- MATERIAL PROVIDED -
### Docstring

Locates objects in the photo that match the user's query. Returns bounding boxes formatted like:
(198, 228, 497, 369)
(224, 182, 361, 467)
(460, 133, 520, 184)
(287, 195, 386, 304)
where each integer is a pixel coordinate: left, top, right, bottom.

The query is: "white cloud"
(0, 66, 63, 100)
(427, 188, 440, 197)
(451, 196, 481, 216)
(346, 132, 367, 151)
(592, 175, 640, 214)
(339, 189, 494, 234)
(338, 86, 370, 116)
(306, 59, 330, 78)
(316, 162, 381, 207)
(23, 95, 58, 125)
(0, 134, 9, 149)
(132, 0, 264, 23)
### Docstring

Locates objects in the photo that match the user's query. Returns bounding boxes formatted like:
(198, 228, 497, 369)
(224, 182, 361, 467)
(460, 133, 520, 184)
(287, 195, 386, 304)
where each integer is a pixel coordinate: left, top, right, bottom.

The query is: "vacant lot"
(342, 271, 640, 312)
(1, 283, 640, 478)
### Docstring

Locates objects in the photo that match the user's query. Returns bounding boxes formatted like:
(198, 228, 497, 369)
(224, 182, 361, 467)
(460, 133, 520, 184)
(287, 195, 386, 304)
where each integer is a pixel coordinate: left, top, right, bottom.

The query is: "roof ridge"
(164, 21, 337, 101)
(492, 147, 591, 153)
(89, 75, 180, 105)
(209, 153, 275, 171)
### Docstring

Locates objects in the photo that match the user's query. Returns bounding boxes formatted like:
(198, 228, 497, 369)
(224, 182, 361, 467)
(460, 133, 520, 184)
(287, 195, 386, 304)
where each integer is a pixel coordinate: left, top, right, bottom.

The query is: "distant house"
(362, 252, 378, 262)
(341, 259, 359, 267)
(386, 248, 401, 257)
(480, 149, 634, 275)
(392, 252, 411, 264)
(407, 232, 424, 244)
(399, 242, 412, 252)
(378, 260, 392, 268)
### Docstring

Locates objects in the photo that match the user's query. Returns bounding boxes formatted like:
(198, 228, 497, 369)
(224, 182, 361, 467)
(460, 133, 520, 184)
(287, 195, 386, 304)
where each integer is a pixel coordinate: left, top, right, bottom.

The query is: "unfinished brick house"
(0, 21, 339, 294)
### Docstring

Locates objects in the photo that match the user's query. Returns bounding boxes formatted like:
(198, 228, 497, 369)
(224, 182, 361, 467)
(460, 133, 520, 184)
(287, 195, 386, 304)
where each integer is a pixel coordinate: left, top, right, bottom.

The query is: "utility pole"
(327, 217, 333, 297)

- WHAT NEEDS TO BE DONE -
After the last line, print all the entries once again, unchanged.

- WRITTEN RESPONSE -
### Docstring

Locates objects in the photo that match the user's query. Returns bounding boxes formatted like:
(198, 228, 497, 369)
(224, 182, 361, 467)
(460, 133, 520, 184)
(287, 195, 386, 304)
where each integer is a pixel coordinate: left, top, right, bottom.

The query is: "white cloud"
(0, 66, 63, 100)
(427, 188, 440, 197)
(451, 196, 481, 216)
(346, 132, 367, 151)
(592, 175, 640, 214)
(339, 189, 494, 234)
(338, 86, 370, 116)
(306, 59, 330, 78)
(316, 162, 381, 207)
(23, 95, 58, 125)
(0, 134, 9, 149)
(132, 0, 264, 23)
### Docstring

Locates objects in the photo that match the user's query. Returns bounding boxes formatted like:
(198, 228, 497, 369)
(224, 182, 361, 467)
(460, 133, 520, 184)
(287, 195, 386, 304)
where each integer is a pixel coordinate: left, top, right, bottom.

The query is: "vacant lot"
(342, 271, 640, 312)
(1, 283, 640, 478)
### Docstring

Locates objects in the photo that match the user's query. Returns bounding boxes formatted like:
(198, 228, 497, 369)
(224, 182, 361, 467)
(460, 133, 520, 184)
(287, 195, 386, 304)
where each integer is a pixel coordinate: left, top, right, bottom.

The query is: "roof ridge"
(164, 21, 337, 101)
(492, 147, 591, 153)
(89, 75, 180, 105)
(209, 153, 275, 171)
### Docstring

Locates objects in the photo that match the user's query. Returns bounding boxes formatted like:
(198, 228, 497, 369)
(224, 182, 361, 467)
(460, 133, 520, 184)
(287, 195, 386, 304)
where each integer is a pixel coordinate: left, top, right, bottom.

The query is: "distant house"
(362, 252, 378, 262)
(341, 259, 359, 267)
(386, 248, 401, 257)
(480, 149, 634, 275)
(392, 252, 411, 264)
(407, 232, 424, 244)
(399, 242, 412, 252)
(378, 260, 392, 268)
### Docstring

Locates objects in the photo that match the user's query. Returns bounding boxes formatted like:
(198, 228, 497, 369)
(224, 182, 361, 467)
(460, 133, 520, 184)
(287, 195, 386, 304)
where each integer is a pixel coordinate: left, top, right, bottom.

The query is: "unfinished brick house"
(0, 21, 339, 294)
### Docstring

Locates objects in the photo that match the user's query. Returns bounding boxes formatted like:
(198, 228, 497, 369)
(224, 182, 361, 467)
(460, 133, 520, 184)
(287, 195, 386, 304)
where each integer is a pixel coordinate: left, top, right, bottom.

The query is: "utility pole"
(327, 217, 333, 297)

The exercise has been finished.